EXERCISE AIM: Format the material below as a Markdown table with two columns, Row and Line, giving each line its row number and skipping blank lines.

* start RECORDS SHOWN *

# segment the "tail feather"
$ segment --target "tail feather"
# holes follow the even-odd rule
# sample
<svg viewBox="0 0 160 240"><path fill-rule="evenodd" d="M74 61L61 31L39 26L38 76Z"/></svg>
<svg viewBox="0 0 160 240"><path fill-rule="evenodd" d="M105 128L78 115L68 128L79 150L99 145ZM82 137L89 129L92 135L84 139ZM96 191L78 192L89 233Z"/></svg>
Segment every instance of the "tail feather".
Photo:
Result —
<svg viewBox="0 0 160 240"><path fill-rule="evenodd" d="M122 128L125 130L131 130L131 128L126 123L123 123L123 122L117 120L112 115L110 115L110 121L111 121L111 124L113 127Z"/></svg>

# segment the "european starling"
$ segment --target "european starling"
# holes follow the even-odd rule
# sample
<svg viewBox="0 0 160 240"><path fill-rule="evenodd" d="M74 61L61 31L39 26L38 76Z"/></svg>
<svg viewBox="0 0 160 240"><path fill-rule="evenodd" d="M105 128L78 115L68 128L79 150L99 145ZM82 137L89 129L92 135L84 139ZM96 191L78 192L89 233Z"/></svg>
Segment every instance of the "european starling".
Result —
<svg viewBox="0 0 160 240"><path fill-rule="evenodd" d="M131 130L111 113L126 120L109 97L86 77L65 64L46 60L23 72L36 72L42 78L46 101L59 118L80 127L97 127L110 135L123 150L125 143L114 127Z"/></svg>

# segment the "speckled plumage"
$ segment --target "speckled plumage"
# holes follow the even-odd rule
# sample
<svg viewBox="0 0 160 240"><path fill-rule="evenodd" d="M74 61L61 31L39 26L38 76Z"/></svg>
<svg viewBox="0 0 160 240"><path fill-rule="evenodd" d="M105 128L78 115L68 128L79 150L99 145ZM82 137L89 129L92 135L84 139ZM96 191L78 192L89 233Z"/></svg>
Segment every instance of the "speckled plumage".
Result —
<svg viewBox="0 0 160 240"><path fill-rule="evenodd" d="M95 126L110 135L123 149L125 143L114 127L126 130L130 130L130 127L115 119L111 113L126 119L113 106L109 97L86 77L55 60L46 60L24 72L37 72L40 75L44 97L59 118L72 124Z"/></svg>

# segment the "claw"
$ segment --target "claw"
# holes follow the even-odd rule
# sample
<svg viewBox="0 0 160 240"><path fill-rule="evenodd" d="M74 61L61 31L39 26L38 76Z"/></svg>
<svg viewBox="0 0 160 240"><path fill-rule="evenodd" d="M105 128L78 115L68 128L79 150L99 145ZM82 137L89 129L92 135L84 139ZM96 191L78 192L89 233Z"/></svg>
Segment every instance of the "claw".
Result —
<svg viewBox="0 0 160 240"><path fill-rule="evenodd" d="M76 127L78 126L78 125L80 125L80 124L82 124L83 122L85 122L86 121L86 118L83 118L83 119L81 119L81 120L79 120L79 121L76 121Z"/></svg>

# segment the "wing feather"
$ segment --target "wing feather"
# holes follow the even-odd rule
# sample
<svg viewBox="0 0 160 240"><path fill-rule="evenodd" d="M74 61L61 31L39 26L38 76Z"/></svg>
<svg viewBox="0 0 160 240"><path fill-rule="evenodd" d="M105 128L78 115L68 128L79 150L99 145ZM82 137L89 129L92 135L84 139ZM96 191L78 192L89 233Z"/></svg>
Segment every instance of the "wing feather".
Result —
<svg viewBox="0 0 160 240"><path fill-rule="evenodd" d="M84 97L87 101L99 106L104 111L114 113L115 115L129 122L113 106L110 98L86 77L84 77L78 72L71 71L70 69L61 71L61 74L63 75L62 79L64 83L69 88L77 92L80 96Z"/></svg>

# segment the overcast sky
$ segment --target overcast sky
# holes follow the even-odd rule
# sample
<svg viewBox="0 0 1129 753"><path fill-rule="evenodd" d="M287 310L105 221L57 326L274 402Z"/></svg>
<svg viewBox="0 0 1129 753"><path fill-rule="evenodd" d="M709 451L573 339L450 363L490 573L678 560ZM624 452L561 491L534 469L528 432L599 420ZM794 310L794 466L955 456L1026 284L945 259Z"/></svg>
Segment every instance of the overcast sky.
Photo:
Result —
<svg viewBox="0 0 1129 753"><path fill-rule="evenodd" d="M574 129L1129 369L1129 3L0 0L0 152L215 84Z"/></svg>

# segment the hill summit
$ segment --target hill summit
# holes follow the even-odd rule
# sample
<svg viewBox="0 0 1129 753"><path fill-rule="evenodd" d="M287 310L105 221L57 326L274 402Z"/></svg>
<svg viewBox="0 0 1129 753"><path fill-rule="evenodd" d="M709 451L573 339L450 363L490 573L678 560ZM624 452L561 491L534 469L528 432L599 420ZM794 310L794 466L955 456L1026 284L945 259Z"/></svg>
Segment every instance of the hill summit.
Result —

* end RECORDS SHOWN *

COMPLETED EXERCISE:
| Row | Line |
|---|---|
| 1 | # segment the "tail feather" |
| 2 | $ segment --target "tail feather" |
| 3 | # holes follow the even-odd rule |
| 4 | # sample |
| 5 | <svg viewBox="0 0 160 240"><path fill-rule="evenodd" d="M74 61L61 31L39 26L38 76Z"/></svg> |
| 6 | <svg viewBox="0 0 160 240"><path fill-rule="evenodd" d="M105 128L78 115L68 128L79 150L99 145ZM82 137L89 129L92 135L84 139ZM96 191L78 192L89 233Z"/></svg> |
| 7 | Segment every instance of the "tail feather". |
| 8 | Photo: |
| 9 | Result — |
| 10 | <svg viewBox="0 0 160 240"><path fill-rule="evenodd" d="M122 128L125 130L131 130L131 128L126 123L123 123L123 122L117 120L112 115L110 115L110 121L111 121L111 124L113 127Z"/></svg> |
| 11 | # segment the "european starling" |
| 12 | $ segment --target "european starling" |
| 13 | # holes follow the even-odd rule |
| 14 | # sample |
| 15 | <svg viewBox="0 0 160 240"><path fill-rule="evenodd" d="M74 61L61 31L39 26L38 76Z"/></svg> |
| 16 | <svg viewBox="0 0 160 240"><path fill-rule="evenodd" d="M105 128L78 115L68 128L79 150L99 145ZM82 137L89 129L92 135L84 139ZM96 191L78 192L89 233Z"/></svg> |
| 17 | Segment every instance of the "european starling". |
| 18 | Result — |
| 19 | <svg viewBox="0 0 160 240"><path fill-rule="evenodd" d="M131 130L111 113L126 120L109 97L86 77L65 64L46 60L23 72L36 72L42 78L46 101L59 118L80 127L97 127L110 135L123 150L125 143L114 127Z"/></svg> |
| 20 | # segment the "speckled plumage" |
| 21 | $ segment --target "speckled plumage" |
| 22 | # holes follow the even-odd rule |
| 23 | # sample |
| 24 | <svg viewBox="0 0 160 240"><path fill-rule="evenodd" d="M74 61L61 31L39 26L38 76Z"/></svg> |
| 25 | <svg viewBox="0 0 160 240"><path fill-rule="evenodd" d="M105 128L78 115L68 128L79 150L99 145ZM82 137L89 129L92 135L84 139ZM96 191L78 192L89 233Z"/></svg> |
| 26 | Segment every instance of the "speckled plumage". |
| 27 | Result — |
| 28 | <svg viewBox="0 0 160 240"><path fill-rule="evenodd" d="M95 126L110 135L123 149L125 143L114 127L126 130L130 130L130 127L115 119L111 113L126 119L113 106L109 97L86 77L55 60L46 60L24 72L37 72L40 75L44 97L59 118L72 124Z"/></svg> |
| 29 | # segment the "claw" |
| 30 | $ segment --target "claw" |
| 31 | # holes follow the even-odd rule |
| 32 | # sample |
| 33 | <svg viewBox="0 0 160 240"><path fill-rule="evenodd" d="M74 61L61 31L39 26L38 76Z"/></svg> |
| 34 | <svg viewBox="0 0 160 240"><path fill-rule="evenodd" d="M105 128L78 115L68 128L79 150L99 145ZM82 137L89 129L92 135L84 139ZM96 191L78 192L89 233Z"/></svg> |
| 35 | Segment every instance of the "claw". |
| 36 | Result — |
| 37 | <svg viewBox="0 0 160 240"><path fill-rule="evenodd" d="M76 127L78 126L78 125L80 125L80 124L82 124L83 122L85 122L86 121L86 118L83 118L83 119L81 119L81 120L79 120L79 121L76 121Z"/></svg> |
| 38 | # segment the "wing feather" |
| 39 | $ segment --target "wing feather" |
| 40 | # holes follow the even-odd rule |
| 41 | # sample |
| 42 | <svg viewBox="0 0 160 240"><path fill-rule="evenodd" d="M74 61L61 31L39 26L38 76Z"/></svg> |
| 43 | <svg viewBox="0 0 160 240"><path fill-rule="evenodd" d="M105 128L78 115L68 128L79 150L99 145ZM82 137L89 129L92 135L84 139ZM96 191L78 192L89 233Z"/></svg> |
| 44 | Segment every instance of the "wing feather". |
| 45 | Result — |
| 46 | <svg viewBox="0 0 160 240"><path fill-rule="evenodd" d="M84 97L87 101L99 106L104 111L114 113L115 115L129 122L113 106L110 98L86 77L84 77L78 72L71 71L70 69L61 71L61 74L63 75L62 79L64 83L69 88L77 92L80 96Z"/></svg> |
| 47 | # segment the overcast sky |
| 48 | $ segment --target overcast sky |
| 49 | # holes follow the even-odd rule |
| 50 | # sample |
| 51 | <svg viewBox="0 0 1129 753"><path fill-rule="evenodd" d="M287 310L105 221L57 326L274 402Z"/></svg> |
| 52 | <svg viewBox="0 0 1129 753"><path fill-rule="evenodd" d="M709 451L573 339L450 363L490 573L678 560ZM624 452L561 491L534 469L528 432L599 420ZM794 310L794 466L955 456L1026 284L945 259Z"/></svg> |
| 53 | Segment every instance of the overcast sky. |
| 54 | Photo: |
| 55 | Result — |
| 56 | <svg viewBox="0 0 1129 753"><path fill-rule="evenodd" d="M574 129L1129 369L1129 3L0 0L0 152L215 84Z"/></svg> |
| 57 | # segment the hill summit |
| 58 | $ segment --target hill summit |
| 59 | # holes follow the even-odd rule |
| 60 | # sample |
| 61 | <svg viewBox="0 0 1129 753"><path fill-rule="evenodd" d="M287 310L105 221L57 326L274 402Z"/></svg> |
| 62 | <svg viewBox="0 0 1129 753"><path fill-rule="evenodd" d="M709 451L573 339L450 363L490 573L678 560ZM624 452L561 491L534 469L528 432L599 420ZM794 310L794 466L955 456L1026 284L945 259Z"/></svg> |
| 63 | Segment every instance of the hill summit. |
| 64 | Result — |